=== PROMPT A ===
Reproduce the earnings call excerpt below word for word, from start to finish.

Matthew F. Hilzinger

Management

Starting with slide three, I've highlighted my key messages for this morning. We have provided a significant amount of detail regarding our results in our earnings release and the accompanying tables, therefore, I'll spend my time this morning discussing our results for the quarter and the full year, our 2009 outlook, our excellent liquidity position and strong balance sheet metrics. Starting with our current quarter results on slide four, we reported operating earnings of $1.07 per share in the fourth quarter of 2008 compared to $1.02 per share in the fourth quarter of 2007. Our fourth quarter results were strong despite difficult economic conditions, reflecting higher earnings at Exelon Generation and ComEd, while PECO reported lower earnings than the prior year as expected. For the year, Exelon's 2008 operating earnings were $4.20 per share, down from $4.32 per share in 2007. I'll start by mentioning two events that affect quarter-over-quarter results that will not be covered in my discussions of the operating company results. First, Exelon Corp. made a $50 million pre-tax contribution to the Exelon Foundation in the fourth quarter of 2007. Second, Exelon, at the consolidated level, recognized a benefit from a tax settlement related to the capitalization of indirect overhead cost of $0.06 per share in the fourth quarter of 2007, and $0.02 per share in the fourth quarter of 2008. The settlement contributed positively to the fourth quarter earnings of ComEd and PECO in both 2008 and 2007, while having a negative impact on the earnings of Generation in the fourth quarter of 2007. Turning to slide five, you will see the key drivers for Exelon Generation's quarter-over-quarter higher operating earnings. First, portfolio market conditions were $0.02 per share favorable in the fourth quarter of 2008 compared to the fourth quarter of 2007, largely due to…

Chaka Patterson

Operator

Operator we are ready for questions.

=== PROMPT B ===
Count the lines in the listing below that contain the word "tree", and reply with only that number.

(Picture shape labeling listing)

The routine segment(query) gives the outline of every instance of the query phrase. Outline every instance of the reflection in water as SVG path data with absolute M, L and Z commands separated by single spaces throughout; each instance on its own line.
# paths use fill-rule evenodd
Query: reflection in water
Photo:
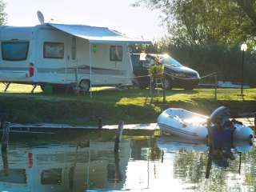
M 16 141 L 2 154 L 2 190 L 254 190 L 249 143 L 209 151 L 204 143 L 160 137 L 123 140 L 114 153 L 109 139 L 37 142 Z

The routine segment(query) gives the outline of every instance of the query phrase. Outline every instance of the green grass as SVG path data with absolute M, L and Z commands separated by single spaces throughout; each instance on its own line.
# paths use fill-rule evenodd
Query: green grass
M 0 92 L 0 110 L 13 122 L 52 122 L 76 125 L 95 125 L 94 117 L 102 117 L 104 124 L 154 122 L 158 115 L 168 107 L 180 107 L 210 114 L 220 105 L 230 108 L 231 114 L 256 111 L 256 89 L 245 90 L 246 96 L 238 96 L 240 90 L 218 89 L 218 101 L 212 89 L 192 91 L 166 91 L 162 102 L 162 91 L 151 98 L 148 90 L 118 90 L 111 87 L 93 90 L 90 94 L 44 94 L 38 87 L 30 94 L 31 86 L 11 84 L 8 91 Z M 4 86 L 0 86 L 3 90 Z

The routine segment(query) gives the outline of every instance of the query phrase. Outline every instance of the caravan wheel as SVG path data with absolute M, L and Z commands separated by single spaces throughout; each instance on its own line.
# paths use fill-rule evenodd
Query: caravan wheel
M 89 80 L 82 80 L 79 83 L 79 88 L 81 90 L 88 92 L 90 90 L 90 83 Z

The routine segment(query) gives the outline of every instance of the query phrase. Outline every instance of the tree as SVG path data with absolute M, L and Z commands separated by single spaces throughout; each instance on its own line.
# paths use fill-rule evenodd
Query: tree
M 171 41 L 189 44 L 255 44 L 256 0 L 139 0 L 164 14 Z
M 6 23 L 6 14 L 4 12 L 6 8 L 6 3 L 0 0 L 0 26 L 5 25 Z

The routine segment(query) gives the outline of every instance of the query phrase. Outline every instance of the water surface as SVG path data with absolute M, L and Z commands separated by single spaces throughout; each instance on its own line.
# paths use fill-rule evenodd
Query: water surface
M 11 138 L 7 152 L 2 153 L 1 191 L 256 189 L 256 150 L 249 143 L 210 155 L 204 143 L 130 137 L 114 154 L 113 137 L 102 136 Z

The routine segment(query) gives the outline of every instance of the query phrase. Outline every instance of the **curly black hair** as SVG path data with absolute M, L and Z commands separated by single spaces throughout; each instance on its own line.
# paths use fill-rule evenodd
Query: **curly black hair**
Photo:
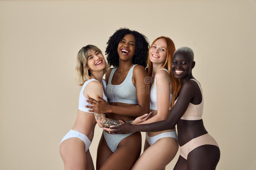
M 118 44 L 124 37 L 127 34 L 133 35 L 136 40 L 135 53 L 132 58 L 132 63 L 146 67 L 147 65 L 149 47 L 148 38 L 136 31 L 131 30 L 127 28 L 120 28 L 117 30 L 109 37 L 107 43 L 108 46 L 105 51 L 108 63 L 114 67 L 119 65 L 119 56 L 117 50 Z

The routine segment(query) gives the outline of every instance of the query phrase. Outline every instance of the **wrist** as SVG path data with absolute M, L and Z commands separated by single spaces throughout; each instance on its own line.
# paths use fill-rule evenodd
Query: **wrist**
M 108 113 L 112 113 L 113 109 L 112 108 L 112 105 L 108 104 Z
M 137 131 L 136 131 L 136 126 L 133 124 L 132 126 L 132 132 L 134 132 Z

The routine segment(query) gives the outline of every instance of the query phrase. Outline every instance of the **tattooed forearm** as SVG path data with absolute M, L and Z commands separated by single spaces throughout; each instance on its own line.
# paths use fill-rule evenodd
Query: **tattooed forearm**
M 108 128 L 110 126 L 115 126 L 121 124 L 118 120 L 106 118 L 105 114 L 94 112 L 94 116 L 103 127 Z

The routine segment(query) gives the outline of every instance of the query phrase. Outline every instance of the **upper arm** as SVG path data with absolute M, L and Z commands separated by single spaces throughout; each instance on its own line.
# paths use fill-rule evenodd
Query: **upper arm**
M 148 74 L 143 66 L 137 65 L 134 67 L 133 77 L 135 80 L 138 104 L 147 113 L 149 110 L 150 83 L 146 81 L 147 76 Z
M 100 98 L 103 97 L 103 86 L 101 83 L 97 81 L 92 81 L 88 83 L 88 95 L 91 98 L 97 101 L 97 95 Z
M 169 74 L 162 70 L 156 75 L 156 85 L 157 105 L 157 115 L 165 120 L 169 116 L 171 80 Z
M 106 83 L 107 84 L 108 84 L 108 79 L 109 78 L 109 76 L 110 75 L 110 74 L 111 73 L 111 71 L 112 71 L 112 69 L 114 68 L 110 68 L 108 69 L 108 71 L 105 74 L 105 80 L 106 81 Z

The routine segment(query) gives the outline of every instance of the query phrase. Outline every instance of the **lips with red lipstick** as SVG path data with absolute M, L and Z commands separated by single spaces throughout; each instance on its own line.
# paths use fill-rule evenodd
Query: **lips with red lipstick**
M 124 55 L 128 55 L 130 53 L 130 51 L 126 48 L 121 48 L 120 51 L 121 51 L 122 54 Z
M 95 64 L 95 65 L 96 66 L 99 66 L 99 65 L 101 65 L 102 64 L 103 62 L 103 61 L 102 60 L 100 60 L 98 61 L 96 64 Z

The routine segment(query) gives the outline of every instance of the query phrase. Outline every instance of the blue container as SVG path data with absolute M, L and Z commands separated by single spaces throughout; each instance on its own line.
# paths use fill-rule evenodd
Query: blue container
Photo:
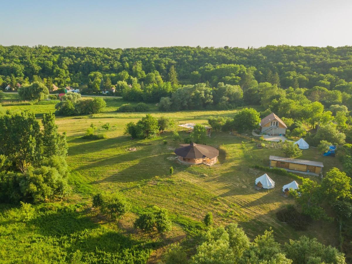
M 334 157 L 336 150 L 336 146 L 330 146 L 330 149 L 328 151 L 324 153 L 323 155 L 324 156 L 331 156 Z

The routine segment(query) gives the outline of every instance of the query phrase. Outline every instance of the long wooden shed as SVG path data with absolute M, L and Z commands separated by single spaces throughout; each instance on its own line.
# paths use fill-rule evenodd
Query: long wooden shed
M 291 159 L 289 158 L 270 156 L 270 166 L 285 169 L 288 171 L 299 171 L 313 175 L 319 175 L 322 171 L 322 162 L 310 160 Z

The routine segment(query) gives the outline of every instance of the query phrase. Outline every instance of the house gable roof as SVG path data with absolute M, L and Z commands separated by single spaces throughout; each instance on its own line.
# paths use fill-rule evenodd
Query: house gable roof
M 262 127 L 273 120 L 276 120 L 278 121 L 279 123 L 284 127 L 285 128 L 287 128 L 287 126 L 286 125 L 286 124 L 284 123 L 284 122 L 279 117 L 274 113 L 271 113 L 269 116 L 266 116 L 260 120 L 260 126 Z

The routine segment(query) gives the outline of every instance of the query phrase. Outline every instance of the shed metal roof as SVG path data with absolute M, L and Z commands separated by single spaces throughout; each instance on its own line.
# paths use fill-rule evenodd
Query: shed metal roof
M 324 167 L 322 162 L 312 161 L 310 160 L 300 160 L 298 159 L 291 159 L 290 158 L 278 157 L 277 156 L 270 156 L 269 157 L 269 159 L 270 160 L 276 160 L 278 161 L 283 161 L 284 162 L 288 162 L 290 163 L 295 163 L 297 164 L 308 165 L 311 166 L 316 166 L 316 167 Z

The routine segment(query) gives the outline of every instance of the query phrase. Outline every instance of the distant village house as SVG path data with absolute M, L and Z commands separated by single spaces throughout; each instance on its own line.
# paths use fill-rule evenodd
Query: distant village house
M 260 135 L 282 135 L 286 134 L 287 126 L 274 113 L 260 120 Z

=== COMPLETE OUTPUT A ===
Matthew F. Hilzinger

Management

Starting with slide three, I've highlighted my key messages for this morning. We have provided a significant amount of detail regarding our results in our earnings release and the accompanying tables, therefore, I'll spend my time this morning discussing our results for the quarter and the full year, our 2009 outlook, our excellent liquidity position and strong balance sheet metrics. Starting with our current quarter results on slide four, we reported operating earnings of $1.07 per share in the fourth quarter of 2008 compared to $1.02 per share in the fourth quarter of 2007. Our fourth quarter results were strong despite difficult economic conditions, reflecting higher earnings at Exelon Generation and ComEd, while PECO reported lower earnings than the prior year as expected. For the year, Exelon's 2008 operating earnings were $4.20 per share, down from $4.32 per share in 2007. I'll start by mentioning two events that affect quarter-over-quarter results that will not be covered in my discussions of the operating company results. First, Exelon Corp. made a $50 million pre-tax contribution to the Exelon Foundation in the fourth quarter of 2007. Second, Exelon, at the consolidated level, recognized a benefit from a tax settlement related to the capitalization of indirect overhead cost of $0.06 per share in the fourth quarter of 2007, and $0.02 per share in the fourth quarter of 2008. The settlement contributed positively to the fourth quarter earnings of ComEd and PECO in both 2008 and 2007, while having a negative impact on the earnings of Generation in the fourth quarter of 2007. Turning to slide five, you will see the key drivers for Exelon Generation's quarter-over-quarter higher operating earnings. First, portfolio market conditions were $0.02 per share favorable in the fourth quarter of 2008 compared to the fourth quarter of 2007, largely due to…

Chaka Patterson

Operator

Operator we are ready for questions.

=== COMPLETE OUTPUT B ===
2